### INPUT FOR THIS TASK

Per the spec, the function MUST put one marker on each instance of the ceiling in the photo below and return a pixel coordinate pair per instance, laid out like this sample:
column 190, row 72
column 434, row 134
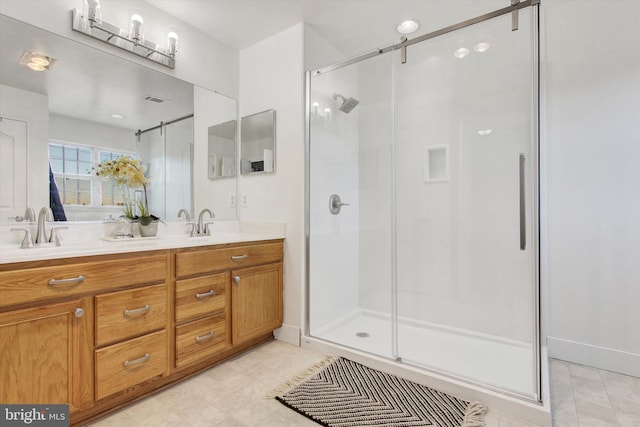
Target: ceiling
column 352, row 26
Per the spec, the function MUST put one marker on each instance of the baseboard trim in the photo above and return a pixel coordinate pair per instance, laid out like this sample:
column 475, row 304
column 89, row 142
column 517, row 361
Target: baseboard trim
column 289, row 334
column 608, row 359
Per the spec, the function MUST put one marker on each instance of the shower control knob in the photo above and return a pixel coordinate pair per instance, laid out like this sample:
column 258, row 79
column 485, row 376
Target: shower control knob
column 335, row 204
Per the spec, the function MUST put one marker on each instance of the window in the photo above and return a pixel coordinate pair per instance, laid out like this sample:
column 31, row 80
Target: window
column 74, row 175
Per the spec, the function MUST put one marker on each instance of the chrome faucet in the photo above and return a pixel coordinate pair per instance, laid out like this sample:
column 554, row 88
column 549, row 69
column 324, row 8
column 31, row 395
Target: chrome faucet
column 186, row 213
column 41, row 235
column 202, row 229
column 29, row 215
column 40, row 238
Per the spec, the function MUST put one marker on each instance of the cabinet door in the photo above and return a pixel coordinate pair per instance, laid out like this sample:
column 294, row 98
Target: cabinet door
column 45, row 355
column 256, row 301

######
### INPUT FOR THIS TASK

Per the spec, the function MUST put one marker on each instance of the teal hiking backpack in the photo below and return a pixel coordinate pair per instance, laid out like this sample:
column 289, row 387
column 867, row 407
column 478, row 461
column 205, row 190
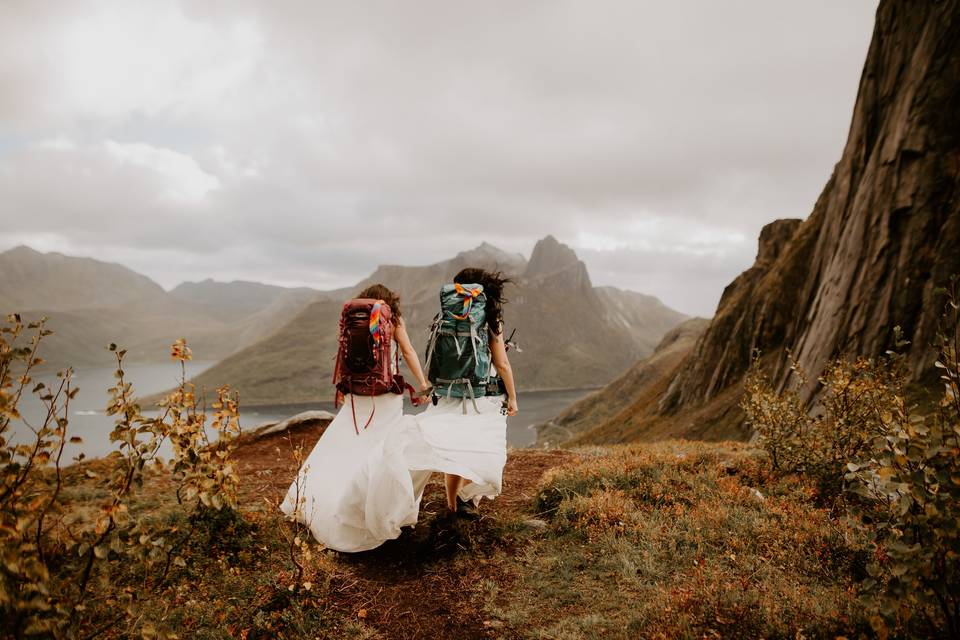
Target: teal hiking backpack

######
### INPUT FOR THIS TASK

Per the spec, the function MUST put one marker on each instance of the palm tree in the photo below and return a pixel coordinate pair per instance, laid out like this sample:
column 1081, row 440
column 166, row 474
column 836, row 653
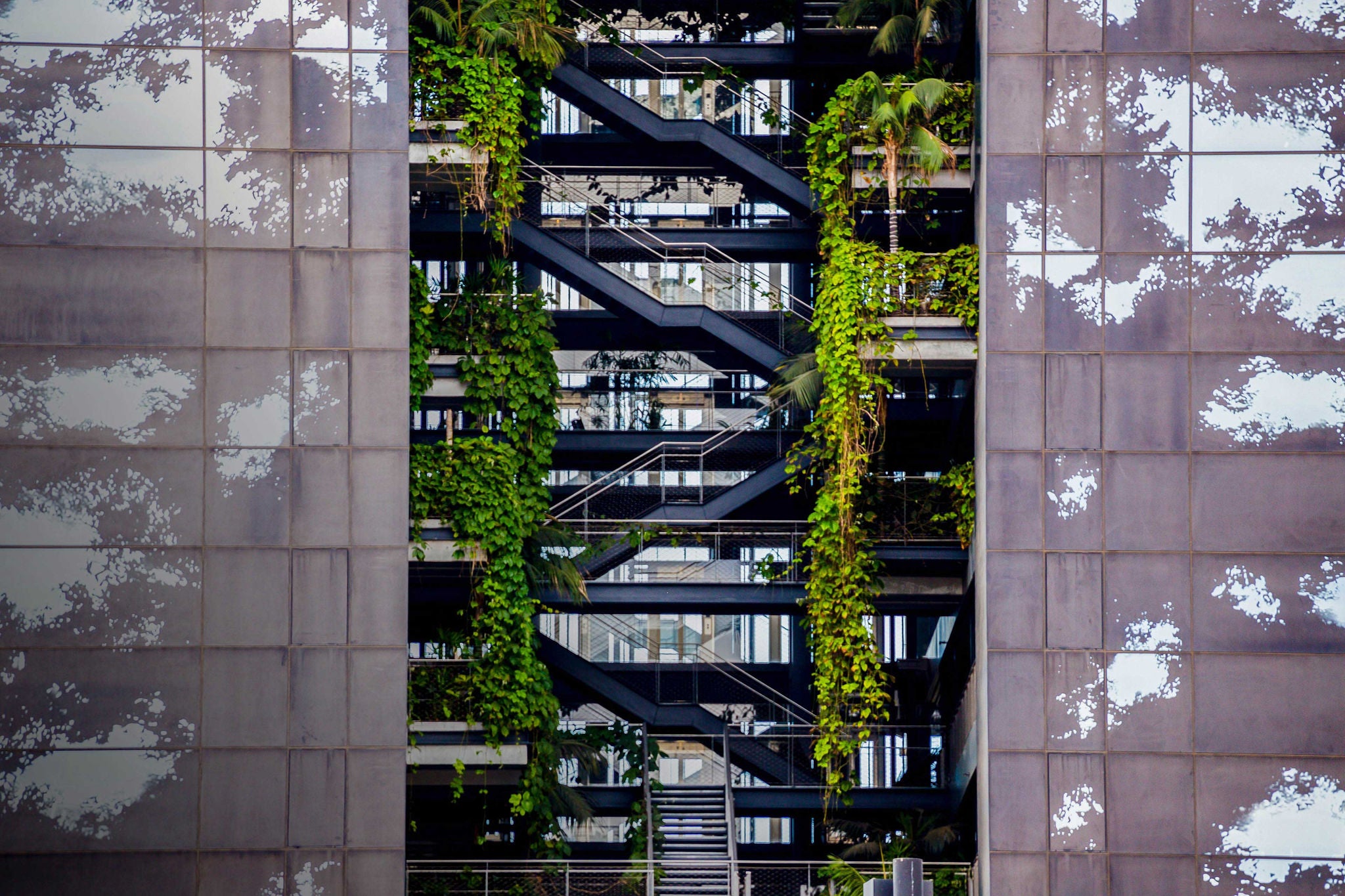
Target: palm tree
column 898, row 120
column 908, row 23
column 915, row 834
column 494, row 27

######

> _ACTION ITEM_
Filter the entries above and copy only the lines that hold "backpack".

> _FINAL ANSWER_
Per the spec, the function MUST put one marker on each instance of the teal hiking backpack in the photo below and return a pixel coordinate pair per instance, laid out like this sample:
Target: teal hiking backpack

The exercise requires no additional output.